--- Problem description ---
Search the material below for "black" and copy every line where it occurs.

===== Data records

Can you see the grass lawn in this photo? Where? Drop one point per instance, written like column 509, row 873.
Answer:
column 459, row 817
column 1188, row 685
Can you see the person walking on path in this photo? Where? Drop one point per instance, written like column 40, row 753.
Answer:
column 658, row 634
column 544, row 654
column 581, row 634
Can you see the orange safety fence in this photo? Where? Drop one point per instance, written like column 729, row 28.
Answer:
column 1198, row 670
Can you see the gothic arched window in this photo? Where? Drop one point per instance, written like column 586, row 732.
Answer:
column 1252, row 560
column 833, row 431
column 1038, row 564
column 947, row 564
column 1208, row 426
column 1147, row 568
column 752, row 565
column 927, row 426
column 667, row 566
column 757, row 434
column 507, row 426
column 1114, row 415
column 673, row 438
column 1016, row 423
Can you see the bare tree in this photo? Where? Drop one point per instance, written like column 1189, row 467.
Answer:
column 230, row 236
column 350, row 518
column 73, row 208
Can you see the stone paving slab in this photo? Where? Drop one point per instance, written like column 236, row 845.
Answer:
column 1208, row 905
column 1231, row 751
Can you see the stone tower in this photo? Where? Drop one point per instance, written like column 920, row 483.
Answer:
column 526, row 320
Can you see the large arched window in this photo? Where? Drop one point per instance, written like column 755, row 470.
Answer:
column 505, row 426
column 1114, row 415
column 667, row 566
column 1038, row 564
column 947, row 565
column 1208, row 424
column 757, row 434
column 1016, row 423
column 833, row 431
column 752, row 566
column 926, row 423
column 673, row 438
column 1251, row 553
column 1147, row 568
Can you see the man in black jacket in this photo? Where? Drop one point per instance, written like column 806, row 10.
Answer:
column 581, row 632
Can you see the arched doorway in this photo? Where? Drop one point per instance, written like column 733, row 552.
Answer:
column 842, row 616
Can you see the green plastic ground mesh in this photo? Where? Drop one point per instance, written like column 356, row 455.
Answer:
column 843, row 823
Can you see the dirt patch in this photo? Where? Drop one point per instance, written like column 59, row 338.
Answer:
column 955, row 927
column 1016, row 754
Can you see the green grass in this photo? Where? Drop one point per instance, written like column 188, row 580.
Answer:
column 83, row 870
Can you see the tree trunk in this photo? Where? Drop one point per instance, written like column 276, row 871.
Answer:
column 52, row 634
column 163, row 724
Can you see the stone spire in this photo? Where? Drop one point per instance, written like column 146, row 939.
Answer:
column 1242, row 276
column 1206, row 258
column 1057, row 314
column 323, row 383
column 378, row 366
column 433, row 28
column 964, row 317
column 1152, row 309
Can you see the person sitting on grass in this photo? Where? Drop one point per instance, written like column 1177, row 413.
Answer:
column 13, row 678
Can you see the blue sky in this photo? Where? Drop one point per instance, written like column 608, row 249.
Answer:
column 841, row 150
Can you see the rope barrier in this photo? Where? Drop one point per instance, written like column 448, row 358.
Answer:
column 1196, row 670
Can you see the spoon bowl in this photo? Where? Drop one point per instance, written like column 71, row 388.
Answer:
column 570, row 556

==========
===== Data records

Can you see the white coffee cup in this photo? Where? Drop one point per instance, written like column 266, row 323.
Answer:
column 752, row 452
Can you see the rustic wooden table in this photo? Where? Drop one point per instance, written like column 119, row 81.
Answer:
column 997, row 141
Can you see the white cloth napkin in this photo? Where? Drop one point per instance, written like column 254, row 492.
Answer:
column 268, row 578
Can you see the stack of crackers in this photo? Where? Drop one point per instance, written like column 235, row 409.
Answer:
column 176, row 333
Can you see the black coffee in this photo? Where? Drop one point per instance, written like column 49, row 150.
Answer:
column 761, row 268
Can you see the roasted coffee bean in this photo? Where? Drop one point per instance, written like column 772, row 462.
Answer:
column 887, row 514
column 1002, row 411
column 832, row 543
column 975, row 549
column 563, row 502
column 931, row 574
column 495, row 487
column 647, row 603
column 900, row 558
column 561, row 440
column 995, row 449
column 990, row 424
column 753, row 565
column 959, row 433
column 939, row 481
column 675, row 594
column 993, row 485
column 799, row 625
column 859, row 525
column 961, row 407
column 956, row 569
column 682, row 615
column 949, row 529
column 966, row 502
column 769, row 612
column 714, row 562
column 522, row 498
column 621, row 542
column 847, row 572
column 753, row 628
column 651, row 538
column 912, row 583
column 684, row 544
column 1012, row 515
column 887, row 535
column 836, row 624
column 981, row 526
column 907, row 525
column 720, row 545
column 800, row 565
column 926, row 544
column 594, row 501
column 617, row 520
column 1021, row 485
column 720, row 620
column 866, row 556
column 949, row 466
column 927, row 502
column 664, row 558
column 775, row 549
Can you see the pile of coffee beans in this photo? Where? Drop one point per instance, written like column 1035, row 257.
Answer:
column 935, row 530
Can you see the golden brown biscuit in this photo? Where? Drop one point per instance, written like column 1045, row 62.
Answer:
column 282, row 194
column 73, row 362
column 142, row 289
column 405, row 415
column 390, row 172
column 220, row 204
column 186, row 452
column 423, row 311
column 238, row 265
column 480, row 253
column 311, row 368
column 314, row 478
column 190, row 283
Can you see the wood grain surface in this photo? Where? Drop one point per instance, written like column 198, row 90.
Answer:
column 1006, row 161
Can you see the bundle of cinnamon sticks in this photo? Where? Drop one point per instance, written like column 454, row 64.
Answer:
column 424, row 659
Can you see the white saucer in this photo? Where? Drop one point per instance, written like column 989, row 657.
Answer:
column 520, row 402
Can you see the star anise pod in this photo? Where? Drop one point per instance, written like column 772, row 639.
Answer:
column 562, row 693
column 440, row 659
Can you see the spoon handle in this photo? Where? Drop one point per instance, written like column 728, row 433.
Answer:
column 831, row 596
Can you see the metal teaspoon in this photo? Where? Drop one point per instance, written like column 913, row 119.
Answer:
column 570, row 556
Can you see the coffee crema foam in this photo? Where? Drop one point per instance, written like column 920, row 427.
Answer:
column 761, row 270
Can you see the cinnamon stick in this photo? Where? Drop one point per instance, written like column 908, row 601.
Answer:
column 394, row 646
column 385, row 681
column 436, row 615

==========
===== Data records

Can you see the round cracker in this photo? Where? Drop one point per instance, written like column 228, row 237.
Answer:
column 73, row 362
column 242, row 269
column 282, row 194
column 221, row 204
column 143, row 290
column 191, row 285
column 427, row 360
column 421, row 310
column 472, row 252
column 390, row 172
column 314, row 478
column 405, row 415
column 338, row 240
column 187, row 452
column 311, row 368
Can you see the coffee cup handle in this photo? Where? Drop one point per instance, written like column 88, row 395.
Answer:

==========

--- Expected answer ---
Can you see the man in black jacket in this photo? Where? Drop one point per instance, written like column 806, row 10.
Can you see the black coffee in this photo? Where? Drop one point per instance, written like column 49, row 150.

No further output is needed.